## [Aim]
Repeat only the lines from the one holding "In this exercise you will indicate every instance of the 1938" down to the last line of the listing below, including both of those lines.

(Location labeling records)
+ + +
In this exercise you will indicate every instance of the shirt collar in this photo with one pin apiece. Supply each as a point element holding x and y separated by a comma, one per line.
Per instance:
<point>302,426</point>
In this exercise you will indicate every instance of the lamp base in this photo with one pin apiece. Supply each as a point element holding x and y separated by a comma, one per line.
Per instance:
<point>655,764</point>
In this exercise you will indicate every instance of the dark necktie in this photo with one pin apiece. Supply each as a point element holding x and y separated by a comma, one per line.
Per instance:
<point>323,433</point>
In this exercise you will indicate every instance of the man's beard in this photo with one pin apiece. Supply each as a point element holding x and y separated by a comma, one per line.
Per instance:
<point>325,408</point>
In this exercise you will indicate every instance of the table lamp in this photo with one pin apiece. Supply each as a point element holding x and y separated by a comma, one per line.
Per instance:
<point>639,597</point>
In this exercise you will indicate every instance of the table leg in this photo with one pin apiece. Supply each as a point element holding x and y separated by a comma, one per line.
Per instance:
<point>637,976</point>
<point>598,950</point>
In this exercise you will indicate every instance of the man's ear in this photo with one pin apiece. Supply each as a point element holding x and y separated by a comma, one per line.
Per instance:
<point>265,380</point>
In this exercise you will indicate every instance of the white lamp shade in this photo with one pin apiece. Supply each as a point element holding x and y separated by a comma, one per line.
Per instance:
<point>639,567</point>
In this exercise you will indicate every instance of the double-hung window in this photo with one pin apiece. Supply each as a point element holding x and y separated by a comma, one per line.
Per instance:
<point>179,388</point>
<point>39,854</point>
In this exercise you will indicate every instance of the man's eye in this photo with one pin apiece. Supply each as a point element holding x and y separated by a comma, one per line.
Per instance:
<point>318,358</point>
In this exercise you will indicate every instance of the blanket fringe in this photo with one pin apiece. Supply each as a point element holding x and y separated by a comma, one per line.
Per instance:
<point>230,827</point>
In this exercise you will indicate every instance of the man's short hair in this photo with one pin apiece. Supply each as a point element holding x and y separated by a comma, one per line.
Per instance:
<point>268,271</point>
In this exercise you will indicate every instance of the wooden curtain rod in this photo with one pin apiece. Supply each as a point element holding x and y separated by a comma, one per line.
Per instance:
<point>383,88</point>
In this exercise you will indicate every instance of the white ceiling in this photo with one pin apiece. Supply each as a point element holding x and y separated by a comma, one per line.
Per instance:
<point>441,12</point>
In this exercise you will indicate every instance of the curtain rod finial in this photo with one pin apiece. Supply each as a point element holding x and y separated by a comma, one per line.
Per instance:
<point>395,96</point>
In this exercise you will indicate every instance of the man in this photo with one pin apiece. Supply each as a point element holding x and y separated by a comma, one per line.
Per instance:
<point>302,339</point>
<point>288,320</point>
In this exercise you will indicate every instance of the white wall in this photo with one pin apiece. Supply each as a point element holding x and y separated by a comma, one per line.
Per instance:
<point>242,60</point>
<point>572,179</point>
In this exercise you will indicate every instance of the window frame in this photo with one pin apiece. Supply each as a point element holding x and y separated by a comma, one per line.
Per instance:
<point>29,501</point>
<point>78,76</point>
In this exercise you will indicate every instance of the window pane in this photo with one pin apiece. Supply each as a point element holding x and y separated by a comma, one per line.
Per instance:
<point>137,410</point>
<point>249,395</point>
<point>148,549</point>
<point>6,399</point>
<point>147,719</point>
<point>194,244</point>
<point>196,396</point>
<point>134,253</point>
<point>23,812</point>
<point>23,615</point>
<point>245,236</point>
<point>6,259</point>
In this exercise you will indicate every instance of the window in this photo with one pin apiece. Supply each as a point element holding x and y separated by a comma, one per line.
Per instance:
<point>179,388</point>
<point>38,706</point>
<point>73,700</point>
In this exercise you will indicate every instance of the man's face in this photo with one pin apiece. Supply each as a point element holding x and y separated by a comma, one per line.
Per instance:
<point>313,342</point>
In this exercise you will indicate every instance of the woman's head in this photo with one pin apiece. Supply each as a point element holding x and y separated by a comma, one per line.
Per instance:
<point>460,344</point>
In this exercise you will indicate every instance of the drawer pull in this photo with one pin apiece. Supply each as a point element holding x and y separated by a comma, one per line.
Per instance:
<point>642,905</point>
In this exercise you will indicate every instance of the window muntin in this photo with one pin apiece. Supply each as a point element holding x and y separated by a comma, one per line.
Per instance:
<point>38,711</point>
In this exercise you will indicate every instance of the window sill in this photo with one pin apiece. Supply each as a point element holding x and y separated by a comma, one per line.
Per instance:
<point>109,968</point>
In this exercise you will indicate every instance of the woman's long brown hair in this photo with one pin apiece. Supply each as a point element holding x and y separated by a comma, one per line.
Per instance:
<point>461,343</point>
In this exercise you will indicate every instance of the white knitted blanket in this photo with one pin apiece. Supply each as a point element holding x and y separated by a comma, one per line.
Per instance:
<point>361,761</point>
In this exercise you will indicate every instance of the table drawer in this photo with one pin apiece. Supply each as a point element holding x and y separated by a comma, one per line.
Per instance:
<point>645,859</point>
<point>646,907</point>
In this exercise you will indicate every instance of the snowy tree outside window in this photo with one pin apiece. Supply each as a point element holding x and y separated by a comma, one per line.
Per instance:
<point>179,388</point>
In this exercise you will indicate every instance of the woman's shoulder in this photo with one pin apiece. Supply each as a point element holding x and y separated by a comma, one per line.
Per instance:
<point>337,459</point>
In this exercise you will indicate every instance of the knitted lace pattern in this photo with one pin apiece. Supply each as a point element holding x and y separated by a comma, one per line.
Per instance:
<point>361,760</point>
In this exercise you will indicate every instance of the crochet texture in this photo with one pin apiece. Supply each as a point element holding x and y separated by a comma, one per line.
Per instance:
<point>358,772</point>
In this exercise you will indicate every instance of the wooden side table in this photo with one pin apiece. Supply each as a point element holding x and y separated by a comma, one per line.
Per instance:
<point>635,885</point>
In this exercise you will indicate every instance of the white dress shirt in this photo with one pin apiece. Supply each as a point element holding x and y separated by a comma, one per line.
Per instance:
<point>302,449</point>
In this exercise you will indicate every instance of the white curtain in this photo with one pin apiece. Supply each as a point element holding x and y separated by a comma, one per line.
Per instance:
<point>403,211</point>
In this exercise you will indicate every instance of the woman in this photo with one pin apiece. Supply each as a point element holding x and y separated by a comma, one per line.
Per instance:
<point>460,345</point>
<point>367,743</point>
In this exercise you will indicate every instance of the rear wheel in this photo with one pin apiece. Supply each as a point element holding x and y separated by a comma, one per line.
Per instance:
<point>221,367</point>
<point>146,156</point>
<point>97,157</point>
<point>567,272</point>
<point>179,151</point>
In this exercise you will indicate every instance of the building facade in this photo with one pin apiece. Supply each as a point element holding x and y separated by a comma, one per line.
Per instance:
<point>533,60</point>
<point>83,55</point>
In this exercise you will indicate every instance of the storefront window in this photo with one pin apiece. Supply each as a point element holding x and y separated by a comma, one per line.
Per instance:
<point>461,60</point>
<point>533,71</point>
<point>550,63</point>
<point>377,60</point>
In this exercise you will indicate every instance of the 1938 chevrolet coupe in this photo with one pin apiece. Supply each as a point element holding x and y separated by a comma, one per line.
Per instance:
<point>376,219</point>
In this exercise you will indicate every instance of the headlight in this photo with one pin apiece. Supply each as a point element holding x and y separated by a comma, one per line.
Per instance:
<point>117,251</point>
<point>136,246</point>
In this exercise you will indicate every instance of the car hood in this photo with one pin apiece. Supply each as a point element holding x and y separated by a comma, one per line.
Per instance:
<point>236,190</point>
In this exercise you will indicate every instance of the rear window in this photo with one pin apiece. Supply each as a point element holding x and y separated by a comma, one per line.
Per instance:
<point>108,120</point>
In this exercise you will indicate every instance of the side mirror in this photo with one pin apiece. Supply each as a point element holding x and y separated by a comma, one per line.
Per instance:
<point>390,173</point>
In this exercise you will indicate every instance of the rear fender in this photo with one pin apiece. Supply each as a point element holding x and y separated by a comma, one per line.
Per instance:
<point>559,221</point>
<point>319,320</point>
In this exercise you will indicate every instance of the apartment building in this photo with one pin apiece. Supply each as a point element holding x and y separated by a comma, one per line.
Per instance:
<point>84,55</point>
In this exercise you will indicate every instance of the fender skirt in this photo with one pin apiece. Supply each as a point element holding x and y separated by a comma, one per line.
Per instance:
+ + +
## [Problem solution]
In this exercise you will indicate every instance of the 1938 chevrolet coupe in this photo with one pin apiece. Supply each as a point element holding x and y separated by a comma, one per line.
Per instance:
<point>376,219</point>
In this exercise you will indicate every instance of the headlight in this photo with one pin apiece. Supply each as a point element holding x and y separated by a comma, one per line.
Per instance:
<point>117,251</point>
<point>136,246</point>
In this exercise you will indicate every instance of the car hood in this photo with one pin apiece. Supply each as a point element holding x and y separated by a comma, one per line.
Per instance:
<point>236,190</point>
In this exercise you will indicate every instance of the rear window in this photo with one pin apiece. Supply each as a point element holding x and y separated by a comma, one per line.
Per instance:
<point>108,120</point>
In this exercise you will indicate every instance of the side mirror in this photo with one pin apiece. Supply each as a point element holding x and y separated by a comma, one per line.
Per instance:
<point>390,173</point>
In this exercise you will indicate every instance of the rear fender in this photo with one pin apiece. Supply each as a point element holding x and y separated by a comma, one per line.
Per instance:
<point>559,221</point>
<point>319,320</point>
In this exercise you will indicate every instance of the apartment building in this photo with one pin apiece. Supply each as a point element holding x and y separated by a comma, one per line.
Per instance:
<point>84,55</point>
In this exercise you will indicate every instance of the fender skirt in this photo with one pin apiece. Supply each as a point element holding x and y separated by a comma, one per line.
Per instance:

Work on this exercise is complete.